-- BEGIN --
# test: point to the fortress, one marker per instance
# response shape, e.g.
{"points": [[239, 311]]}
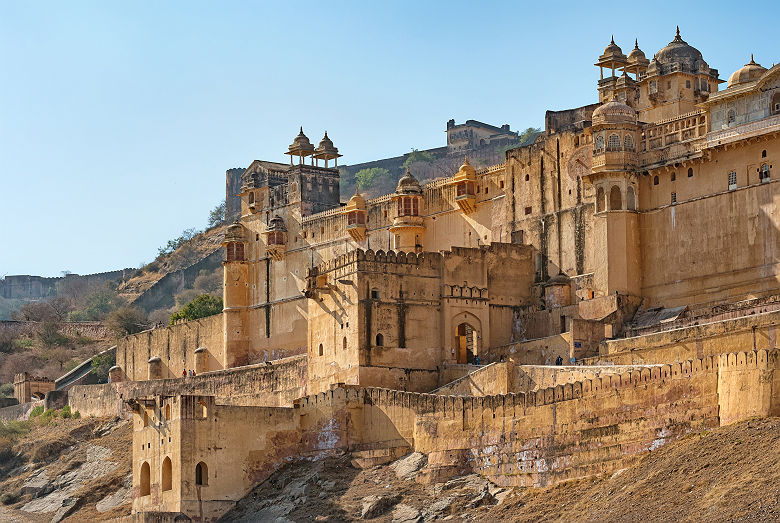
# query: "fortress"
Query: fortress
{"points": [[603, 291]]}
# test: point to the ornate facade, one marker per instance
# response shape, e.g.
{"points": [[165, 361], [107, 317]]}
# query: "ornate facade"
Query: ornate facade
{"points": [[655, 208]]}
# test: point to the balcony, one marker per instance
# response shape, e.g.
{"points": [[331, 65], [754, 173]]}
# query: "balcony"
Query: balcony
{"points": [[741, 132]]}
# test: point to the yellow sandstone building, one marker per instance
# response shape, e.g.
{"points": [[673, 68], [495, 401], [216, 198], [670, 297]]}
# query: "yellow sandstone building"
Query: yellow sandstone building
{"points": [[635, 242]]}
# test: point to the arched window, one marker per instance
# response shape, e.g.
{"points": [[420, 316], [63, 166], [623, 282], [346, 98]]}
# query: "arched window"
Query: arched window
{"points": [[599, 199], [615, 199], [763, 175], [146, 478], [201, 474], [167, 475]]}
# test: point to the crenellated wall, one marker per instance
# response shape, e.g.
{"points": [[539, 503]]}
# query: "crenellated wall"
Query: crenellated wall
{"points": [[277, 384], [175, 345]]}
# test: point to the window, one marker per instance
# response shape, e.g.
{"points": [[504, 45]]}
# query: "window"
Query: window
{"points": [[167, 474], [615, 199], [763, 175], [732, 180], [145, 479], [599, 199], [201, 475]]}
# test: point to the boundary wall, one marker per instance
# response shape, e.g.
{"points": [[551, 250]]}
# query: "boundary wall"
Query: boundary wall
{"points": [[277, 384], [175, 345]]}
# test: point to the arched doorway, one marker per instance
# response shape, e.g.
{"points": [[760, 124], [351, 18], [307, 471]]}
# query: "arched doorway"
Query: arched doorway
{"points": [[467, 342]]}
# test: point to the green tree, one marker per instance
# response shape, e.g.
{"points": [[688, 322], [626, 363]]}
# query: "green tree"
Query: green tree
{"points": [[366, 177], [174, 244], [218, 215], [101, 365], [202, 306], [126, 320]]}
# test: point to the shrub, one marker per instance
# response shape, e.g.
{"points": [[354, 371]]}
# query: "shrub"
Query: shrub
{"points": [[7, 390], [100, 366], [202, 306], [126, 320], [9, 498]]}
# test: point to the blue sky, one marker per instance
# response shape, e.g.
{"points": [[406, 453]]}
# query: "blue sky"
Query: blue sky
{"points": [[119, 119]]}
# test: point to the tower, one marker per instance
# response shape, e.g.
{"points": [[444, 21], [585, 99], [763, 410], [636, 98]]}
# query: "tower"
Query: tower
{"points": [[408, 226], [236, 296], [613, 174]]}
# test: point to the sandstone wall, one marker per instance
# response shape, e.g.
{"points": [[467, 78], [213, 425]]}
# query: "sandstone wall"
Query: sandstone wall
{"points": [[175, 345], [749, 332], [748, 385], [271, 385]]}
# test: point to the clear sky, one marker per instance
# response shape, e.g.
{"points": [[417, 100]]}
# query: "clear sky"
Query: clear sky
{"points": [[119, 119]]}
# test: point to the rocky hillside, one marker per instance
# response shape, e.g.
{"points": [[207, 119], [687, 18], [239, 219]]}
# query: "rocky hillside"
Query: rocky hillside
{"points": [[187, 254], [79, 470]]}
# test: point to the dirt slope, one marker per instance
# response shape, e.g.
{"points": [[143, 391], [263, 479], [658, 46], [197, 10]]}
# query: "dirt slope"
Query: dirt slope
{"points": [[76, 469], [731, 473]]}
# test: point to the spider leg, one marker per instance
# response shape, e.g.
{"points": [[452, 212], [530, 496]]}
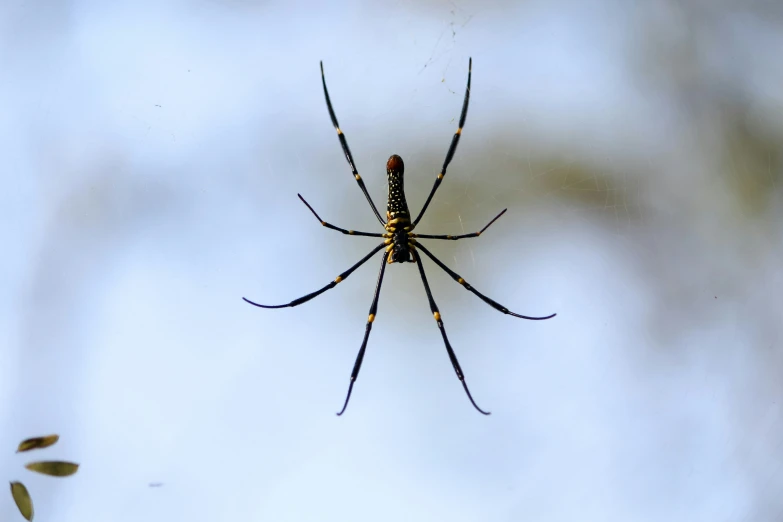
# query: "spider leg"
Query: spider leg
{"points": [[344, 231], [494, 304], [346, 150], [370, 318], [449, 349], [463, 236], [339, 278], [452, 147]]}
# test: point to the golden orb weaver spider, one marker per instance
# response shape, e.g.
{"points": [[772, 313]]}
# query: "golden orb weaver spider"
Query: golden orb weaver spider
{"points": [[400, 244]]}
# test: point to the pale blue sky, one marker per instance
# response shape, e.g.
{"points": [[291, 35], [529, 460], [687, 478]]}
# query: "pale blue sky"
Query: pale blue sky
{"points": [[152, 153]]}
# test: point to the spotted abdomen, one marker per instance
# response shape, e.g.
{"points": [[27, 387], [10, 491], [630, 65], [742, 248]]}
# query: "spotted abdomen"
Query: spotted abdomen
{"points": [[396, 207]]}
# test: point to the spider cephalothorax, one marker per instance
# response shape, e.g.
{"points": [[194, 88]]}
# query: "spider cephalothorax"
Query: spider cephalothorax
{"points": [[400, 244]]}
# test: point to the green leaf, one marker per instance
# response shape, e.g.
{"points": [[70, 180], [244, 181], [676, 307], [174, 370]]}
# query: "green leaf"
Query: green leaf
{"points": [[55, 468], [38, 442], [22, 499]]}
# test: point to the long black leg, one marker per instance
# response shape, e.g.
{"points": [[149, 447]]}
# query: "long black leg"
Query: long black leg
{"points": [[346, 150], [370, 318], [339, 278], [494, 304], [463, 236], [344, 231], [449, 349], [452, 147]]}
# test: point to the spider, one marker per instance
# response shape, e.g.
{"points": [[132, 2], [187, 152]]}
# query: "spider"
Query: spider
{"points": [[400, 244]]}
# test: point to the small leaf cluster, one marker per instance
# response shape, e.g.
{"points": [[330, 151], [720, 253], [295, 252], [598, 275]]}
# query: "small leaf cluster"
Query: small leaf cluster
{"points": [[54, 468]]}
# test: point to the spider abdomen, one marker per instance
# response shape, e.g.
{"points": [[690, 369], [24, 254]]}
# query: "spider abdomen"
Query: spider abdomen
{"points": [[397, 215], [397, 207]]}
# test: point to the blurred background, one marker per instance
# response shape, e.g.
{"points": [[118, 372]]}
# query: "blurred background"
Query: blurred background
{"points": [[151, 157]]}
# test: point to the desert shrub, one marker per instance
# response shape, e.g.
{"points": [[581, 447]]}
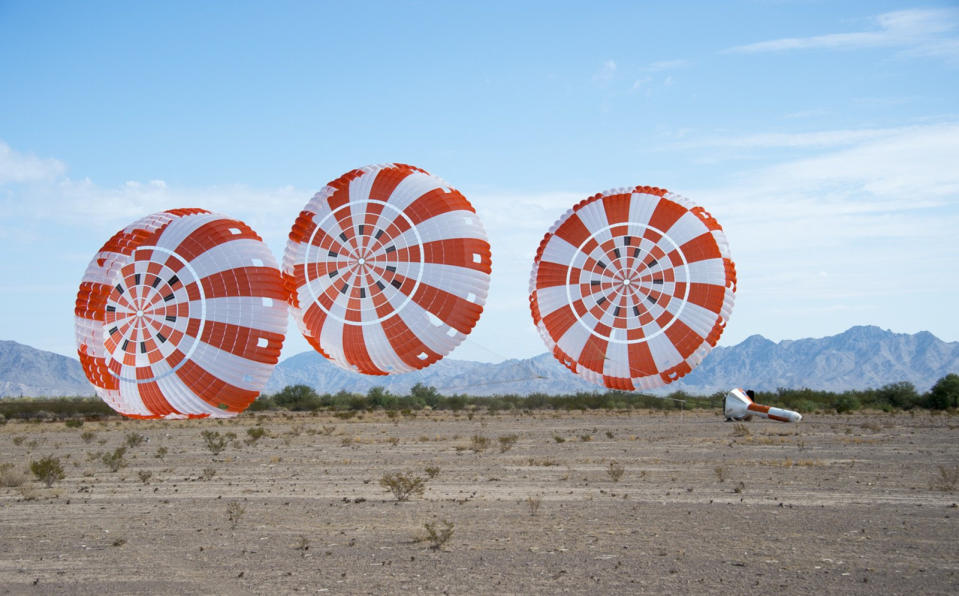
-- END --
Count how many lines of the entries above contain the string "dirt", treating uppercase and lowercase as different. Reply with the number only.

### [Written answer]
3